◆ Exercise task
Copy out every line from the one containing "target: green sports jersey" through the last line, adding 20 to each pixel coordinate, and leave the pictures out.

BEGIN

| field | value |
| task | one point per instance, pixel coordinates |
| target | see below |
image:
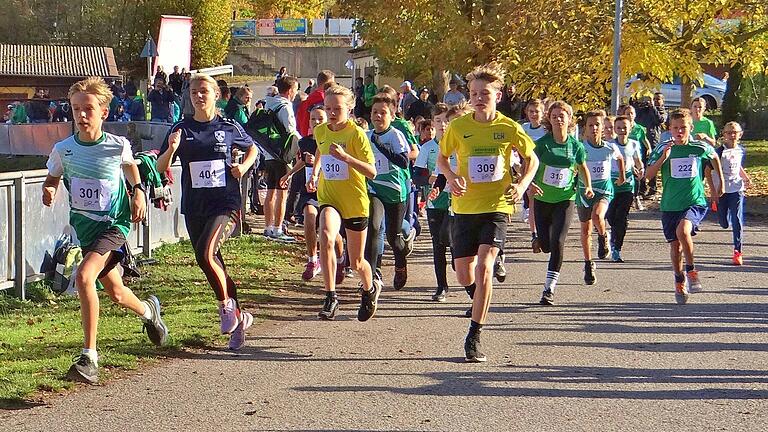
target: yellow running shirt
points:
(340, 185)
(484, 153)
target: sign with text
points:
(290, 26)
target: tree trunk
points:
(440, 79)
(732, 100)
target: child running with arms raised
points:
(95, 166)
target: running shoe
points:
(401, 277)
(83, 370)
(311, 270)
(228, 316)
(155, 327)
(737, 258)
(694, 284)
(602, 246)
(439, 295)
(237, 338)
(499, 271)
(281, 236)
(472, 350)
(589, 273)
(535, 245)
(409, 242)
(616, 256)
(547, 298)
(681, 293)
(330, 307)
(369, 302)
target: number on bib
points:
(486, 169)
(684, 167)
(600, 170)
(557, 177)
(208, 174)
(334, 169)
(90, 194)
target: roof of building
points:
(57, 61)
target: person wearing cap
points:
(422, 107)
(408, 96)
(454, 96)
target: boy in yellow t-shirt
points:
(484, 194)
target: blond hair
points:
(492, 73)
(563, 106)
(345, 93)
(93, 86)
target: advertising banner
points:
(290, 26)
(243, 28)
(175, 43)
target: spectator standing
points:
(422, 107)
(160, 99)
(409, 96)
(453, 96)
(325, 79)
(175, 80)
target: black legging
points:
(393, 215)
(617, 217)
(207, 235)
(439, 226)
(552, 223)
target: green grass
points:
(42, 334)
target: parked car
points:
(711, 89)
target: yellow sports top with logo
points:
(341, 186)
(484, 155)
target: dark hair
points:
(286, 83)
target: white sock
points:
(551, 280)
(147, 315)
(91, 353)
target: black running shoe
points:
(499, 272)
(472, 350)
(330, 307)
(83, 370)
(369, 302)
(547, 298)
(589, 273)
(602, 246)
(401, 277)
(439, 295)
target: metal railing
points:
(29, 230)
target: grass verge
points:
(41, 335)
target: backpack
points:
(270, 135)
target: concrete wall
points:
(300, 61)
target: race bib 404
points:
(334, 169)
(683, 167)
(90, 194)
(486, 169)
(208, 174)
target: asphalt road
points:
(616, 356)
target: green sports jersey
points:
(93, 175)
(599, 161)
(556, 175)
(391, 182)
(680, 174)
(705, 126)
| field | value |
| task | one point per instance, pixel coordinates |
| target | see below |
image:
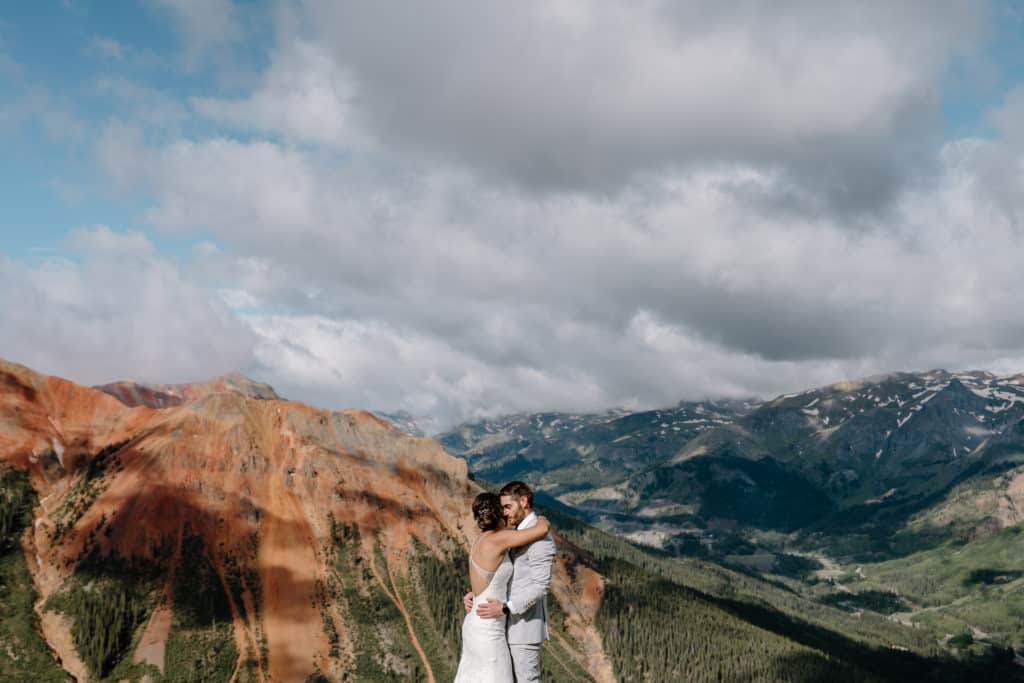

END

◆ Solution to this exercise
target: green sports jersey
points:
(113, 195)
(619, 181)
(576, 195)
(411, 202)
(700, 194)
(725, 146)
| field | value |
| task | one point per instance, pixel coordinates |
| target | see below |
image:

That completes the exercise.